> _Text passage_
By Paul Resnick, Associate Dean for Research and Faculty Affairs
The faculty at the School of Information continue to investigate important research questions that impact people’s lives. Research at UMSI is highly collaborative with others around the university, across the United States, and internationally.
Some highlights from the past year:
Kentaro Toyama‘s book, Geek Heresy, came out this spring, with a torrent of publicity including being featured in the New York Times and Wall Street Journal and on PBS. The main thesis of the book is that technology amplifies human and organizational capacity, but doesn’t substitute for it. It is written in an engaging, accessible, style with lots of fascinating examples of failed attempts to create positive social outcomes with packaged technology interventions. Check it out!
Julia Adler-Milstein received the annual New Investigator Award from the American Medical Informatics Association. Among other work, she has†assessed patterns of hospital engagement in sharing patient health information electronically with unaffiliated healthcare providers. Key findings include the fact that hospitals in more competitive markets are less likely to share data, as are for-profit hospitals.
These papers suggest a market failure, that the competitive implications of sharing data electronically are inhibiting it. As a result, she has argued for the need for stronger policies to push hospitals to share data. She shared that argument in testimony before a congressional committee in March.
Qiaozhu Mei and his colleagues won the Best Paper Award at ICML 2014, the International Conference on Machine Learning. Topic modeling has become a popular technique for automatically extracting from a set of documents some latent “topics,” defined as collections of words that tend to co-appear in documents.

> _Dataset_
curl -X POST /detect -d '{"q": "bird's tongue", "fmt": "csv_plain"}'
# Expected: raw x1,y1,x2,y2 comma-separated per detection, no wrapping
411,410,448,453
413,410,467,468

--

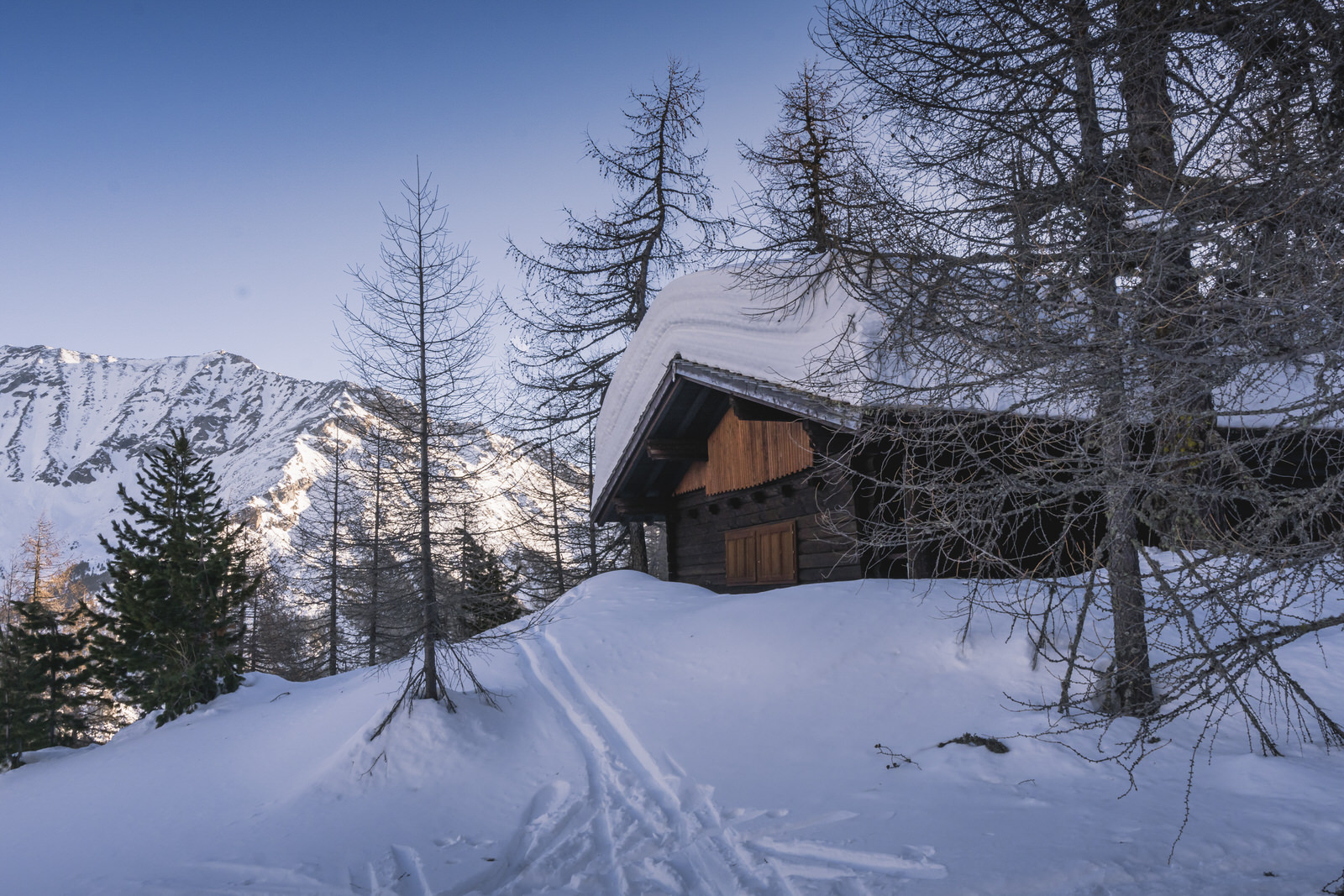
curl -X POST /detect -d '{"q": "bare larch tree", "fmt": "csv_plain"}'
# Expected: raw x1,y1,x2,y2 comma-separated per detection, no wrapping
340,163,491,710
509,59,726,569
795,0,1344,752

> _Assigned task 1_
Rewrite the section of the UMSI research highlights from "Qiaozhu Mei and" up to and including "co-appear in documents.", swapping "Best Paper Award" for "Outstanding Paper Award".
> _Assigned task 2_
Extend the UMSI research highlights with the text that comes after the last sentence shown.

> _Response box 1_
Qiaozhu Mei and his colleagues won the Outstanding Paper Award at ICML 2014, the International Conference on Machine Learning. Topic modeling has become a popular technique for automatically extracting from a set of documents some latent “topics,” defined as collections of words that tend to co-appear in documents.

> _Response box 2_
The paper is inspired by a practical problem: eager non-expert consumers of topic modeling techniques often ask questions such as: Is my data topic model “friendly?” Why did topic modeling fail on my data? How many documents do I need to learn 100 topics? The paper provides theorems and proofs that characterize properties of the technique in terms of factors that include the number of documents, the length of individual documents, and the number of topics. It also translates the theoretical findings into a set of concrete guidelines for practitioners who want to apply topic modeling to their collections of documents.
Silvia Lindtner and her colleagues at Fudan University, Shanghai, received one of the best paper awards at the CSCW Conference. The paper is based on a year-long ethnographic study with elderly DIY (do it yourself) technology enthusiasts in China. Their paper tells a story of a DIY maker and hacker culture that does not neatly fit the widespread utopian narrative of the contemporary maker movement that portrays making as a site of individual empowerment, as a democratizing force, and as technoscientific innovation.
The researchers found that the elderly DIY makers were repairing, designing, and fixing both old and new, digital and analog technologies. In so doing, they turned their own homes into smart ones by adding sensor technology and circuits, creatively overcoming limitations due to health and age. Their approach to DIY was shaped by their coming of age during the cultural revolution, when a DIY approach towards science and technology innovation was heavily promoted as a national ethos (or 自力更生 in Chinese). Many parts of China, at that time, witnessed a pervasive lack of basic resources and so citizens were encouraged to be self-reliant and to literally make their own infrastructures needed for daily life and work. For the elderly, DIY making today meant reconnecting to and reliving aspects of this past. They distinguished China’s history of making-do from China’s pervasive consumer culture today. They believed that their DIY making practice allowed them to be part of a class of “high quality” citizens, who contribute to China’s social and economic development through science and technology production.
We also had a busy summer grooming the next generation of researchers. Professor Elizabeth Yakel secured a grant from the Institute for Museum and Library Services. It supported eight master’s students from around the country to spend the summer in Ann Arbor working with our faculty. Several undergraduate students from around the country also visited for the summer to work with our faculty.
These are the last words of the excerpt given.